■ **TO DO**:
• 1. Retype, word for word, the part of the comic book discussion that opens with the words containing "humanbelly said..." and closes with "William said...".
• 2. Decide whether each statement below agrees with the comic book discussion, answering yes or no and quoting the words of the discussion that settle it.
(a) Doug puts forward the Avengers.
(b) William votes for Superman.
(c) Mike W. thinks the art in Amazing Spider-Man got worse in the Bronze Age.
• 3. Carry on the comic book discussion from the point where it stops.
-- START QUOTED PASSAGE --
Generally speaking, "Spotlight On..." is for single creators.  For example, in the past we've started conversations on Rich Buckler, John Romita, and Joe Sinnott. However, today we're going to focus in on a specific title.  Yesterday, regular reader Inkstained Wretch was beat out (literally by one minute) to set the day's topic.  Since his question actually works just fine under today's category, we're going to run it.  Here it is --


What's the best Silver Age into Bronze Age transition? That is, which established Silver Age comic best maintained -- or even improved -- its quality as it ventured into the Bronze Age?

Thanks for holding it down for us!

45 comments:

Doug said...

Sorry for the delay, everyone. Last night when I amended the post, somehow the timestamp was changed, too.

I'm going to suggest the Avengers, and I'll write more later. The Fantastic Four? Not as much.

Doug

Anonymous said...

Hmmm, what about Amazing Spider-Man? The stories certainly got more serious in the Bronze Age (so you could say there was a shift in tone), but there definitely wasn't any drop in the quality of art/writing (at least in my opinion).

Some of the "genre" comics (Sgt. Rock for example) seemed to make a smooth transition from Silver to Bronze Age, probably because the creative teams were consistent right through.

Mike W.

humanbelly said...

Say, do we have a specific date/event that we might use as a demarcation between Silver & Bronze for the purpose of discussion, here? I know it's always been kind of arbitrary, and has been a perenial subject of HUGE debate all by itself, but it sort gives us a playing field to use. "Death of Gwen Stacy" is sort of late for some folks. . . but would that work? 1972-ish always strikes me as late-Silver, whereas 1973 definitely says "Bronze" to me.

HB

William said...

We don't talk a lot about DC around here, but I'd have to cast my vote for Batman. He went from being a campy super hero who fought space aliens and corny villains, to being the Dark Knight Detective that he was always intended to be. This was mostly thanks to artists like Neal Adams, and the exodus from Marvel to DC of visionary writers like Steve Englehart, Steve Gerber and others.

Spider-Man is my favorite character, but I feel that his transition from the Silver Age to the Bronze Age wasn't all that dramatic, because his stories were great in the Silver Age and continued to be great all the way through the Bronze Age and into the 80's, right up until around the time they made the very bad decision to have Peter Parker get married. The book lost a lot it's magic after that and was never really as good as it was before. Coincidently comic books in general started to decline in quality around that time as they moved into the 1990's, which I call the "style over substance" era.

david_b said...

Great question, Inkstained, I'd agree that the Avengers definitely surpased FF in the Bronze, with the Kree-Skrull conflict, weaving the Thanos-MarVell story. This definitely elevated the title, along with Korvac, Byrne's storyline, and other nice offerings.

FF be comparison, had a hocky-playin' outerspace villain and a few bouts with Doom, for the most part. The ideas just didn't seem as fresh. According to Howe, Starlin was offered FF at one point... THAT was in my opinion a huge missed opportunity for greatness.
-- END QUOTED PASSAGE --
-- START RAW RECORDS --
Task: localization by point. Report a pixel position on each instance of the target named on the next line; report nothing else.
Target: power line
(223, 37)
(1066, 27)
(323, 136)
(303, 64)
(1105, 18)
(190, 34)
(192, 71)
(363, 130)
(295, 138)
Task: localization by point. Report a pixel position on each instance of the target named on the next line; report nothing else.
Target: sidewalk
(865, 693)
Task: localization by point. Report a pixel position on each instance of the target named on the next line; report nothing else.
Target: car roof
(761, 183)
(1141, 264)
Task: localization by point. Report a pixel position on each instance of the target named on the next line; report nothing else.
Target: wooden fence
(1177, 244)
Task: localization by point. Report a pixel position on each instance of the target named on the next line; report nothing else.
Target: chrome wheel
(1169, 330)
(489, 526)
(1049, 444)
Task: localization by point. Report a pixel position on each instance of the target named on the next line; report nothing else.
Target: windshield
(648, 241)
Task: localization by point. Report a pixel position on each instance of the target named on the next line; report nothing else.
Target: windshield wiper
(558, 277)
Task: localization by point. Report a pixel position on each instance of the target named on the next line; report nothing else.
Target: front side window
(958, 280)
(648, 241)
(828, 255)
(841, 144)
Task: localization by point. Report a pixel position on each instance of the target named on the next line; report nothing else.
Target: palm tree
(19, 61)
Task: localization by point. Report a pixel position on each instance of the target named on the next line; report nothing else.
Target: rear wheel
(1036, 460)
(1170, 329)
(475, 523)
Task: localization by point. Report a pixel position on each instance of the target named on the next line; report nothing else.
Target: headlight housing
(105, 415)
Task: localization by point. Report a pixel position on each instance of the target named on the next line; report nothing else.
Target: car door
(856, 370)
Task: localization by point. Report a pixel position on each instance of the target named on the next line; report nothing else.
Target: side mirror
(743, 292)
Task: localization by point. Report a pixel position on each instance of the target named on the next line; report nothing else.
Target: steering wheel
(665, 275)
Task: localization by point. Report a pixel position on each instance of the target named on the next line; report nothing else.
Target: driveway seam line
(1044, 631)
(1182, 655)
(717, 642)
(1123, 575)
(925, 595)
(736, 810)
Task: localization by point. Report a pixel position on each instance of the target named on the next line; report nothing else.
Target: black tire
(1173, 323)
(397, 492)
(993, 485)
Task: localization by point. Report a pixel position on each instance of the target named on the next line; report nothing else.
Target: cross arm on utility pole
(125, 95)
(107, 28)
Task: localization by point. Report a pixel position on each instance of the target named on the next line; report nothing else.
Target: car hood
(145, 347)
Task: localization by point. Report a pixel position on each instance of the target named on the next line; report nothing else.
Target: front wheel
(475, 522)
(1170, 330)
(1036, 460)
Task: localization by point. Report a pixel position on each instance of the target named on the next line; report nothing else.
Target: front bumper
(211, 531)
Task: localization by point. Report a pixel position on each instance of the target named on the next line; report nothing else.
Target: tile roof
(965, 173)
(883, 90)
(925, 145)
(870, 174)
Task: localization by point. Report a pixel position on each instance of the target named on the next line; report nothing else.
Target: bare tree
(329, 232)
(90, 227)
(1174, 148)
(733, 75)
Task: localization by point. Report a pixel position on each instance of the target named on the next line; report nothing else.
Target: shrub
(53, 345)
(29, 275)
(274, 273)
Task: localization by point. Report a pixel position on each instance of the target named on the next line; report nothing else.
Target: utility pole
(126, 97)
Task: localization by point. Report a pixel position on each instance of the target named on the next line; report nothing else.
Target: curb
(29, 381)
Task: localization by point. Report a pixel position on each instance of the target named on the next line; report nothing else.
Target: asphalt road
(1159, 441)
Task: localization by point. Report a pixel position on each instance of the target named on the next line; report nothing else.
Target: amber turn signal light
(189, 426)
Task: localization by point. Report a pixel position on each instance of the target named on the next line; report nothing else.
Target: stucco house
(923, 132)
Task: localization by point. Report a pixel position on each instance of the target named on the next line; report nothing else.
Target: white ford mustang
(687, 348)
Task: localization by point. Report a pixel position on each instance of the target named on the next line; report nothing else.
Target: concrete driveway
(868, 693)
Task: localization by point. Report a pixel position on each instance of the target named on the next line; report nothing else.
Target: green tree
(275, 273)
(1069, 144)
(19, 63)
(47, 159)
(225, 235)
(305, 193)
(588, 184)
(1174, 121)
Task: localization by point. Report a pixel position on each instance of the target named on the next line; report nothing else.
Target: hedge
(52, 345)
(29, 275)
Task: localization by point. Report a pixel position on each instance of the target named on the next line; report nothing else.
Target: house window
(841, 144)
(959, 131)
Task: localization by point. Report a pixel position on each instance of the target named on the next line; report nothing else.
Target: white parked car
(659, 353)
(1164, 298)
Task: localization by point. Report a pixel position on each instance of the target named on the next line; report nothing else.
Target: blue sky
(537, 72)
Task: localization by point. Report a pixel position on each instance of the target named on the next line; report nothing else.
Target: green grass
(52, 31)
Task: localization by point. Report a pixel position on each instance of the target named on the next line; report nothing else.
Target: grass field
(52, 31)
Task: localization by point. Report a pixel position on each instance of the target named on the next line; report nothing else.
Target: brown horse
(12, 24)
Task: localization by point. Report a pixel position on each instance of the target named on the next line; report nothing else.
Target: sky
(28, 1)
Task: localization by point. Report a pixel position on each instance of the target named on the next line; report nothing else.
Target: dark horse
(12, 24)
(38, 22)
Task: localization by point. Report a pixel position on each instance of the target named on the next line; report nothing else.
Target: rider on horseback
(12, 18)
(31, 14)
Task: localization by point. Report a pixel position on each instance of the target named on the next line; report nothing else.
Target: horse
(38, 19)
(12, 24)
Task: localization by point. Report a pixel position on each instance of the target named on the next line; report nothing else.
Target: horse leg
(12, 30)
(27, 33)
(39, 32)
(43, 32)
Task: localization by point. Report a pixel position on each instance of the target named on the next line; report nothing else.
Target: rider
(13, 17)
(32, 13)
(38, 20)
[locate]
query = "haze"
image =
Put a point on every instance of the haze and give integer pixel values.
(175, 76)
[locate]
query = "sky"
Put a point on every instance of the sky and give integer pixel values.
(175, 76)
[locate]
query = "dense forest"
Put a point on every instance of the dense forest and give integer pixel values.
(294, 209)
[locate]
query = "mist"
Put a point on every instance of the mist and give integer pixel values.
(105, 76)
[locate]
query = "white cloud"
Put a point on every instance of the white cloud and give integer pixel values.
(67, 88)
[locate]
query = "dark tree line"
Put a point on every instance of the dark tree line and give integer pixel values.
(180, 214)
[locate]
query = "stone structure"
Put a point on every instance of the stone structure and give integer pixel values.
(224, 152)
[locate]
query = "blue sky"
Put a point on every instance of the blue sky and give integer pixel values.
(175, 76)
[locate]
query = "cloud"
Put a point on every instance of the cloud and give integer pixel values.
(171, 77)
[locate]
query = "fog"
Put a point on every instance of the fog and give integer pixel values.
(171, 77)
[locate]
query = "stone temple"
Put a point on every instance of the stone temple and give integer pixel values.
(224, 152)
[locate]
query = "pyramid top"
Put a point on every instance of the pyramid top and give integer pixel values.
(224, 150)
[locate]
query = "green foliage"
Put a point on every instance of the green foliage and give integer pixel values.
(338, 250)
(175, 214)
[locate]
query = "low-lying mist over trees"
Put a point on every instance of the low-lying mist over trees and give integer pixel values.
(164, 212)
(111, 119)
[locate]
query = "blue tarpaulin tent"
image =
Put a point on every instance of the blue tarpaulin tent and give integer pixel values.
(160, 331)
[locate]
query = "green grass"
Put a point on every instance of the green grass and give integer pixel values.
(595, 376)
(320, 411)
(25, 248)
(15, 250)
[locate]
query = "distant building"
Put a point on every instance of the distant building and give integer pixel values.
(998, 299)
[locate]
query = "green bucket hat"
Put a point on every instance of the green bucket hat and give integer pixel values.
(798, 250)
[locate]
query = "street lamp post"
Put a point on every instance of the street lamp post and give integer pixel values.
-- END RAW RECORDS --
■ **OUTPUTS BY TASK**:
• 1.
humanbelly said...

Say, do we have a specific date/event that we might use as a demarcation between Silver & Bronze for the purpose of discussion, here? I know it's always been kind of arbitrary, and has been a perenial subject of HUGE debate all by itself, but it sort gives us a playing field to use. "Death of Gwen Stacy" is sort of late for some folks. . . but would that work? 1972-ish always strikes me as late-Silver, whereas 1973 definitely says "Bronze" to me.

HB

William said...

• 2.
(a) Yes: "I'm going to suggest the Avengers"
(b) No: "I'd have to cast my vote for Batman."
(c) No: "there definitely wasn't any drop in the quality of art/writing (at least in my opinion)"

• 3.
To come up with a few who did well in Bronze, I'd list Doc Strange (not a big fan of his Bronze stories, but others here seem to be..), Batman, LOSH, Titans (if you discount their absence through most of this period) and obviously X-Men (again, same absence discounted).., and CA&F, who became a top title under Steve and Sal.

david_b said...

One further thought, if we're talking particular characters, not titles, my votes are for Bats, MarVell, Spidey, and CA, but most successful 'breakout' star was Ben Grimm, hands down. With all his guest spots, his new team-up book, you name it.

Ben was loveable in the Silver Age, but really 'came of age' in post-Kirby Bronze.

Matt Celis said...

Spider-Man didn't miss a beat.

humanbelly said...

I think I'd still go w/ the X-Men, David. Maybe it's kind of a technicality, but their book was still (surprisingly) being put out as a reprint on a bi-monthly schedule up until the introduction of tne All New X-Men in 1975. Since they never worked their way back up to the astounding Thomas/Adams run late in the original series, the book spent most of that time plowing through a lot of the middling (at best, sometimes) material that preceded their late blaze of glory. So that was the questionable impression the book was making as it crossed over from silver to bronze. (As an aside, issue #90 reprinted the devestating issue where Prof X "died" the first time. . . w/ a terrific new John Buscema floating-heads cover. It's a rare instance where I bought a book because I liked the cover).

Hmm. . . unless. . . could the end of the original X-Men run be considered an end-of-Silver-Age event?

HB

Edo Bosnar said...

If I'm understanding the question correctly, Inkstained is asking which title made the smoothest transition, and not just which title was the best coming out of the Silver Age.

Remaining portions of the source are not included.